課題のデータ -
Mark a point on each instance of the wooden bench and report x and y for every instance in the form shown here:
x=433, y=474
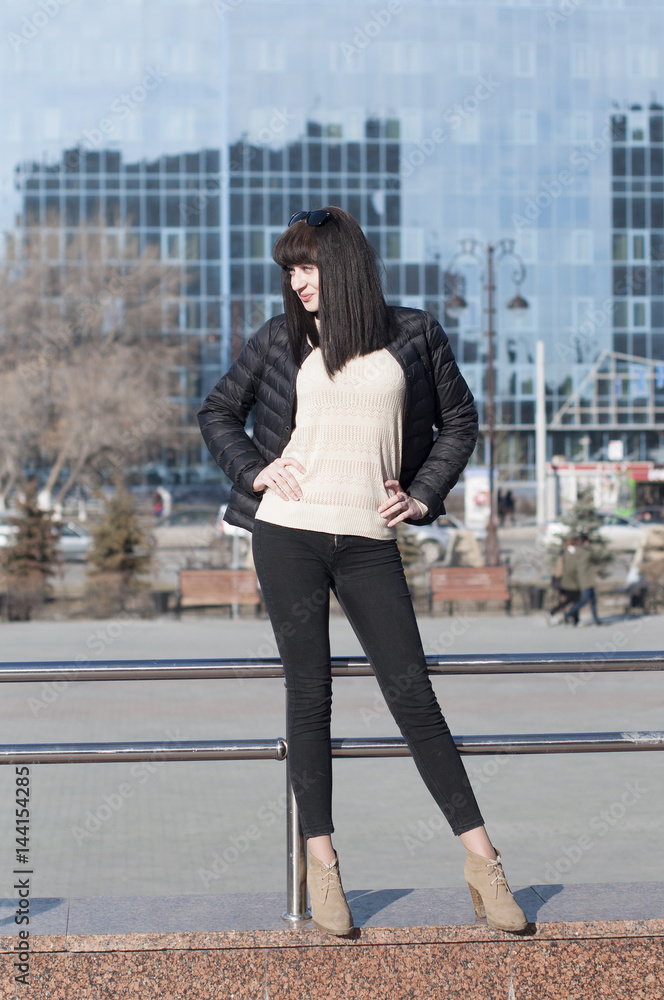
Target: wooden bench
x=465, y=583
x=213, y=588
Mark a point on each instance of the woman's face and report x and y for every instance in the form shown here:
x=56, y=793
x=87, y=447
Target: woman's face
x=304, y=282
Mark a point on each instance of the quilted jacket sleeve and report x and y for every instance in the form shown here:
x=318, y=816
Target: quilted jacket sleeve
x=224, y=413
x=456, y=421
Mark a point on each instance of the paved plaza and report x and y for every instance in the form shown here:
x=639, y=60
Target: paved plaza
x=215, y=827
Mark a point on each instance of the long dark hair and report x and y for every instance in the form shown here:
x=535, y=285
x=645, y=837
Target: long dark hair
x=353, y=315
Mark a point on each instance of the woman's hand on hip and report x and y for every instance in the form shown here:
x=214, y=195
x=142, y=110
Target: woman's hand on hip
x=398, y=507
x=276, y=476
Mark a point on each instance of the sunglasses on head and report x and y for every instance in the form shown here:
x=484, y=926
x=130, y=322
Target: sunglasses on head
x=316, y=218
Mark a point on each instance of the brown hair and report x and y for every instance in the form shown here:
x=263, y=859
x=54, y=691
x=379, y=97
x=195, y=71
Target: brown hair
x=353, y=315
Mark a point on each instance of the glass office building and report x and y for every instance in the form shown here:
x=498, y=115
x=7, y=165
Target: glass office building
x=501, y=114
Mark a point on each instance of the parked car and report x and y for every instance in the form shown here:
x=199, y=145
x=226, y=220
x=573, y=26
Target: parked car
x=435, y=538
x=190, y=527
x=73, y=542
x=621, y=532
x=650, y=515
x=7, y=530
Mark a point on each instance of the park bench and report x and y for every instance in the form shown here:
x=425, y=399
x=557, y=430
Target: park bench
x=466, y=583
x=211, y=588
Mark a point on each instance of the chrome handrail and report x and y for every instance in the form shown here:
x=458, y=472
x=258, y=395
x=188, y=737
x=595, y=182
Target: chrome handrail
x=342, y=666
x=277, y=749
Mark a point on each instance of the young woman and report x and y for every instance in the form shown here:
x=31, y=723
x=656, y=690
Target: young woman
x=345, y=393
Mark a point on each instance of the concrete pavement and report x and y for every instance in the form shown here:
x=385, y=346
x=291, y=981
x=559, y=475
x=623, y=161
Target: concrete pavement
x=219, y=827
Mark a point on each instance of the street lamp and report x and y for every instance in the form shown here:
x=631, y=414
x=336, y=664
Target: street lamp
x=495, y=252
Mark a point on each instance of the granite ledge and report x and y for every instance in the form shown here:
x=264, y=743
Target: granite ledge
x=370, y=937
x=384, y=917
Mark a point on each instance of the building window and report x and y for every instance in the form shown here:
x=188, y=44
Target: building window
x=468, y=58
x=582, y=246
x=525, y=127
x=639, y=314
x=582, y=124
x=620, y=246
x=581, y=61
x=641, y=61
x=620, y=315
x=524, y=59
x=407, y=57
x=393, y=246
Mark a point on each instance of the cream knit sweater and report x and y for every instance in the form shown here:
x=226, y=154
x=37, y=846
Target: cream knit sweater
x=348, y=437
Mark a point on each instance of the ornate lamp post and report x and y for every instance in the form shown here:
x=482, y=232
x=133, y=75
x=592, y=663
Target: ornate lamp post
x=494, y=253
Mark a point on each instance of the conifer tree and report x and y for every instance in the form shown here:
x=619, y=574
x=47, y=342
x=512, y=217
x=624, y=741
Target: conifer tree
x=29, y=560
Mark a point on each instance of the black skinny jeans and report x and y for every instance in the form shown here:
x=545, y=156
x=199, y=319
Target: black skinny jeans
x=296, y=569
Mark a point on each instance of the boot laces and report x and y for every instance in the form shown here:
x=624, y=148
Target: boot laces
x=496, y=869
x=330, y=877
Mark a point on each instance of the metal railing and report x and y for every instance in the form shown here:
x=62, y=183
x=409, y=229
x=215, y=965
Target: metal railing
x=277, y=749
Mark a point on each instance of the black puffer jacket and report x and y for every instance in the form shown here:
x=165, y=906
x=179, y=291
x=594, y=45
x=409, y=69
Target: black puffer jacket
x=264, y=377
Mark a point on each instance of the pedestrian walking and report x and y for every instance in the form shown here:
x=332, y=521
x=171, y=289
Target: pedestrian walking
x=586, y=577
x=568, y=582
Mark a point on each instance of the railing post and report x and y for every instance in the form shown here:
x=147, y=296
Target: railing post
x=296, y=881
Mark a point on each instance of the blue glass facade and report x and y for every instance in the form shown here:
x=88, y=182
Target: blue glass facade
x=501, y=115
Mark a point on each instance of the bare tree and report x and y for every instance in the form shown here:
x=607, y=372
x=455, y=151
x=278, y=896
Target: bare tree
x=84, y=365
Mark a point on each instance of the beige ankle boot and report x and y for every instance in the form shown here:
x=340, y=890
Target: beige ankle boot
x=329, y=908
x=491, y=894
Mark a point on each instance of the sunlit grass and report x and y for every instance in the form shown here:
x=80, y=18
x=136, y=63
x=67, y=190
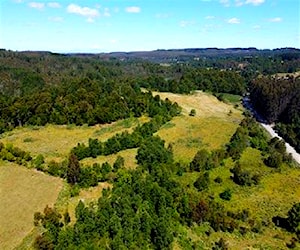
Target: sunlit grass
x=54, y=142
x=23, y=192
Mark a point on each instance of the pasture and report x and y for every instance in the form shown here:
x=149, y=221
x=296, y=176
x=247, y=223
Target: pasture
x=23, y=192
x=212, y=126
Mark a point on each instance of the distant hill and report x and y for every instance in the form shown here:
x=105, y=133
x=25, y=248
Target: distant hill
x=173, y=55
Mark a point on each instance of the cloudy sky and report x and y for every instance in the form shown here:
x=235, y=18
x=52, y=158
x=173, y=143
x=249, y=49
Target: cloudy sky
x=134, y=25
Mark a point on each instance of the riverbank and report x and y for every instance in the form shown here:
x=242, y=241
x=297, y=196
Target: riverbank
x=269, y=128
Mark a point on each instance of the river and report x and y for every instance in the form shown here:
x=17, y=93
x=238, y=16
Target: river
x=289, y=149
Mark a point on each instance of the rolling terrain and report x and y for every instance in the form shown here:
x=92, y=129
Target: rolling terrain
x=211, y=128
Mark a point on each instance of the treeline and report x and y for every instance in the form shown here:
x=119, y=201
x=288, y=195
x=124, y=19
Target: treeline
x=212, y=80
x=126, y=140
x=80, y=102
x=146, y=208
x=278, y=100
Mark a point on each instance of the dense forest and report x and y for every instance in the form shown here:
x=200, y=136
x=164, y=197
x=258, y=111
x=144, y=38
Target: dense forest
x=148, y=207
x=278, y=100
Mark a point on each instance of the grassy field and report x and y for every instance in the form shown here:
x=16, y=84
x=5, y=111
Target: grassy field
x=211, y=127
x=128, y=155
x=22, y=193
x=55, y=142
x=277, y=191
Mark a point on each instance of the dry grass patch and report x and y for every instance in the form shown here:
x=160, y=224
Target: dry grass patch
x=56, y=141
x=87, y=196
x=189, y=134
x=22, y=193
x=206, y=105
x=128, y=155
x=211, y=127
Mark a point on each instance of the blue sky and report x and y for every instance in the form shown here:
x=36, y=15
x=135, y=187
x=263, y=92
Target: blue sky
x=135, y=25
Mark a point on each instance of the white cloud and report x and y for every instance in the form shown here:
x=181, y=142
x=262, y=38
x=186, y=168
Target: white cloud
x=36, y=5
x=133, y=9
x=184, y=23
x=239, y=3
x=53, y=5
x=255, y=2
x=90, y=13
x=106, y=12
x=226, y=3
x=275, y=20
x=56, y=19
x=233, y=20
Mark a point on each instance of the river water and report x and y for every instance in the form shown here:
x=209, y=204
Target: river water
x=289, y=149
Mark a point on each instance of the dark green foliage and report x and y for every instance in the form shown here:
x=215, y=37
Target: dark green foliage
x=14, y=154
x=226, y=195
x=278, y=99
x=51, y=221
x=243, y=177
x=201, y=161
x=274, y=160
x=121, y=141
x=152, y=153
x=220, y=245
x=73, y=170
x=293, y=219
x=202, y=181
x=137, y=213
x=119, y=163
x=238, y=143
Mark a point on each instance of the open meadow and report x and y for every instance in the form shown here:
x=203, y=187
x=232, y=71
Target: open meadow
x=54, y=142
x=23, y=192
x=211, y=127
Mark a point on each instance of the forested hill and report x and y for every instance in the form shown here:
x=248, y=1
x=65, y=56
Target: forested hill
x=196, y=53
x=43, y=87
x=278, y=100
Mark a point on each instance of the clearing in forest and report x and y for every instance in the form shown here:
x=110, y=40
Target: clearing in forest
x=23, y=192
x=212, y=126
x=55, y=142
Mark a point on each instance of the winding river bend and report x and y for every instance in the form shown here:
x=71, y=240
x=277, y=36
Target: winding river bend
x=289, y=149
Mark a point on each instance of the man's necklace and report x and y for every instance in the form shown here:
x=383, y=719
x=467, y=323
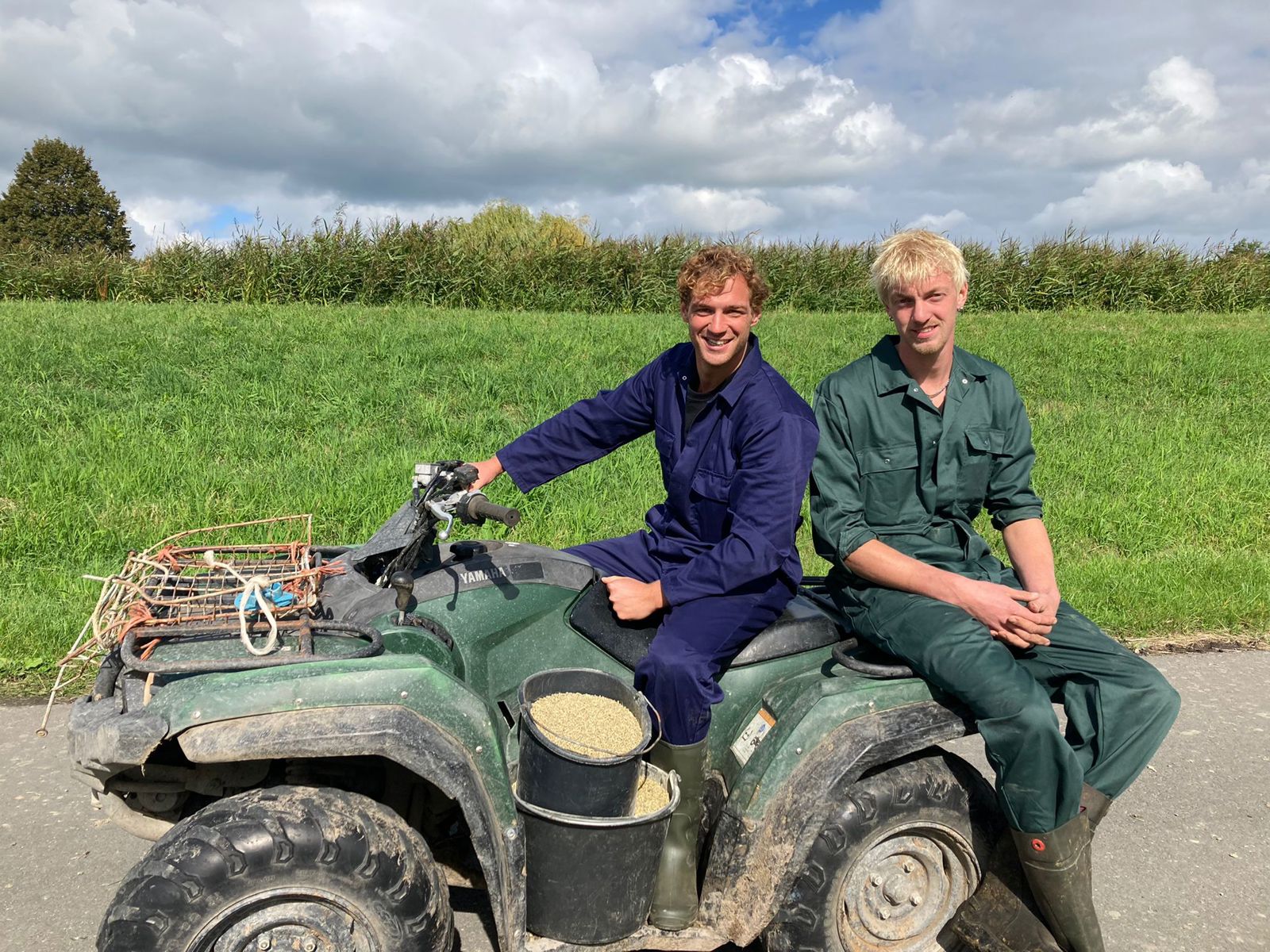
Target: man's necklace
x=941, y=389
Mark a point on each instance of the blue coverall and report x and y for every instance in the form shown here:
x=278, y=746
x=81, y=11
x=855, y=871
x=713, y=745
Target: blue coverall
x=723, y=541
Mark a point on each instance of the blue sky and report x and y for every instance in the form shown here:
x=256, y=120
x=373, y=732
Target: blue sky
x=783, y=120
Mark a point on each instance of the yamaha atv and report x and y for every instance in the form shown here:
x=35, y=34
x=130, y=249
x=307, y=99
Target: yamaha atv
x=321, y=761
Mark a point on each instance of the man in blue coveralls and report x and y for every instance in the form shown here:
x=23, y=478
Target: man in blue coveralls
x=719, y=559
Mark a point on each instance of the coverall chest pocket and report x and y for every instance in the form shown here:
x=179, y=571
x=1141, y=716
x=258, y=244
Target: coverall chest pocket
x=891, y=486
x=981, y=447
x=709, y=498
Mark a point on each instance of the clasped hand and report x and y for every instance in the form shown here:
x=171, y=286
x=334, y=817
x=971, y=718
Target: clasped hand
x=1018, y=619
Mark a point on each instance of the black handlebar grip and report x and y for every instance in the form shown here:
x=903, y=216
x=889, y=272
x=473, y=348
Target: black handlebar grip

課題 - 「Mark a point on each instance of the boot」を含む行で始まり「x=330, y=877」を含む行で終わる部分を、両端の行も含めて一字も変えずに繰り返すこと。

解答 -
Mark a point on each instance of the boot laces and report x and y for every instance in the form shown here:
x=624, y=148
Target: boot laces
x=496, y=869
x=330, y=877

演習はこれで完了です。